Phrase grounding data:
──────────
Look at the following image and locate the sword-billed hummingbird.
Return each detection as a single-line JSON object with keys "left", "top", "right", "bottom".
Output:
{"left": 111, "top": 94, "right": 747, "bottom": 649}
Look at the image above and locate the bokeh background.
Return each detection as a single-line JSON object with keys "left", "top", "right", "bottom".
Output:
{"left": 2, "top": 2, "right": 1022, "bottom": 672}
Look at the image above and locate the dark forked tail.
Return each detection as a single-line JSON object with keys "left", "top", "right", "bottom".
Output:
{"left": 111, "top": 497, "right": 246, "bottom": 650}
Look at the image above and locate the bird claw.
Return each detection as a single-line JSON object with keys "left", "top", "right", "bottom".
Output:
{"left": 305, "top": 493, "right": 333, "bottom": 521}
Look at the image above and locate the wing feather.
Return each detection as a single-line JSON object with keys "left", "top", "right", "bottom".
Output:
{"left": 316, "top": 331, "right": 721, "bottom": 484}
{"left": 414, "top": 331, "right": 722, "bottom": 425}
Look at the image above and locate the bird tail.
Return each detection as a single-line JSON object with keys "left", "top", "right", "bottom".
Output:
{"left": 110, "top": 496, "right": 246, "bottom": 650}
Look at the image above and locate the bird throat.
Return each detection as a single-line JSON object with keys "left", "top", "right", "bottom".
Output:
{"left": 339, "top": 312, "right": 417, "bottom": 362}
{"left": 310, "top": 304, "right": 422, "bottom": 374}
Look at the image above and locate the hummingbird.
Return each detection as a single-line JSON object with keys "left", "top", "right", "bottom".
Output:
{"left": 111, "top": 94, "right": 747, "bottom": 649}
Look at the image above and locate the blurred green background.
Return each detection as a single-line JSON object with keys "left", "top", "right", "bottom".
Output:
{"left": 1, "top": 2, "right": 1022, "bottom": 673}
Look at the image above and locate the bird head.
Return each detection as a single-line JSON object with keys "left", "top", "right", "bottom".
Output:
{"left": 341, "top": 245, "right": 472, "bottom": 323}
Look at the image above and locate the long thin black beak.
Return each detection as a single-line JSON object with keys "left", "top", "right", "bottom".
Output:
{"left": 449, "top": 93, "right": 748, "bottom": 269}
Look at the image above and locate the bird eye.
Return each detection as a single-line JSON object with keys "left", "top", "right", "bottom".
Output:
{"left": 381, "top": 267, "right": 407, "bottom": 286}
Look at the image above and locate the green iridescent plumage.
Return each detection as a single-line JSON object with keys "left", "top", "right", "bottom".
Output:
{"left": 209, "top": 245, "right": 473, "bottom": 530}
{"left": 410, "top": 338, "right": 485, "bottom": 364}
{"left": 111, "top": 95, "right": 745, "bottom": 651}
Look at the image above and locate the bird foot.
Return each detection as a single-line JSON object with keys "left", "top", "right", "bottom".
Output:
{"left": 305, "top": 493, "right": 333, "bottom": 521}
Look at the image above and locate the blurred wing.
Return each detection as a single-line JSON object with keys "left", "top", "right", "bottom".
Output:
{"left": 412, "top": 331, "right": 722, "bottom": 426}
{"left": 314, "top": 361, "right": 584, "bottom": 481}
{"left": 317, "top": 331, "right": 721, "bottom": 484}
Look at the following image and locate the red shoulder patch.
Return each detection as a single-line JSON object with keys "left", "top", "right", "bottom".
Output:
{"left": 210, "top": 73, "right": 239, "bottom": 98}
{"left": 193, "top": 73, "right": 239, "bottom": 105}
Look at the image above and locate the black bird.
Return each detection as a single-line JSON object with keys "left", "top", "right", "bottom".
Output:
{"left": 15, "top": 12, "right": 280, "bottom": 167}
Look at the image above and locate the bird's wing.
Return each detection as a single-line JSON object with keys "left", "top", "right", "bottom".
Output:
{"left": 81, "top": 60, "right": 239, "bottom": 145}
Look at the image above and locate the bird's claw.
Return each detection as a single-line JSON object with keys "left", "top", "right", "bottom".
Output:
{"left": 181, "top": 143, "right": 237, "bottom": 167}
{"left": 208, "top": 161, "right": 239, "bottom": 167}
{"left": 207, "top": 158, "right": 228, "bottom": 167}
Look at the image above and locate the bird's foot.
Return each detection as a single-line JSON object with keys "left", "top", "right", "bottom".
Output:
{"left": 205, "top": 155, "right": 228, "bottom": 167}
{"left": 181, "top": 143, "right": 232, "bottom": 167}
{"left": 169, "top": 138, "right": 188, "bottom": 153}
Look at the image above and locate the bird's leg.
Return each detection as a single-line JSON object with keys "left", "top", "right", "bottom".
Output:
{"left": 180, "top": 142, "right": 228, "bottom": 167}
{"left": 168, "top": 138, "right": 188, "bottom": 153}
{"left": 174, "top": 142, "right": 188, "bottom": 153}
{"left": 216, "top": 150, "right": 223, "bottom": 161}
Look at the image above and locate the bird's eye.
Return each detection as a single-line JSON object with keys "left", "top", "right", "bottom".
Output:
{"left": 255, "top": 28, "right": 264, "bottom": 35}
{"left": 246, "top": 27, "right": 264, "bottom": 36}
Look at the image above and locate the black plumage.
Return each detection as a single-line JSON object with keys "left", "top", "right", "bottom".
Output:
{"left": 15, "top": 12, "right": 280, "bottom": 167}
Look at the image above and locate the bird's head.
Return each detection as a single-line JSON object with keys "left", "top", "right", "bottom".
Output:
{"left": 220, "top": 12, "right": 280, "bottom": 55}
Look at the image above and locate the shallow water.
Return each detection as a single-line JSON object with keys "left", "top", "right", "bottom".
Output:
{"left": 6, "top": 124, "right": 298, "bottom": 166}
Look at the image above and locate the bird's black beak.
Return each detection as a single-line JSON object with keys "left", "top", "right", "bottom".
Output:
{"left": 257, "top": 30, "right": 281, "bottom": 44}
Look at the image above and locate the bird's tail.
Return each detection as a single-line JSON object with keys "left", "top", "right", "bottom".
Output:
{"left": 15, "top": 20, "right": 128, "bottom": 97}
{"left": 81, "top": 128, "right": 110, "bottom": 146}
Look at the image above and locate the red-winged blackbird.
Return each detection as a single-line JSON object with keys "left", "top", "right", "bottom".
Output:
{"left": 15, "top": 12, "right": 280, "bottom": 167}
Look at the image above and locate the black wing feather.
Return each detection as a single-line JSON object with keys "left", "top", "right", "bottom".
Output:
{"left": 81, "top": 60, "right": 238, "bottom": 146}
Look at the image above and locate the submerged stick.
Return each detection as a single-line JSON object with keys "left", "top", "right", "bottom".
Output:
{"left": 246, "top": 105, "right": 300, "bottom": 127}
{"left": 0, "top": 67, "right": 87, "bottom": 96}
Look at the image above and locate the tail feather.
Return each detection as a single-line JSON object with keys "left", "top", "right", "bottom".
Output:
──────────
Exercise directions: On how many lines of the data does "hummingbird" appear? Give only that number.

Task output: 2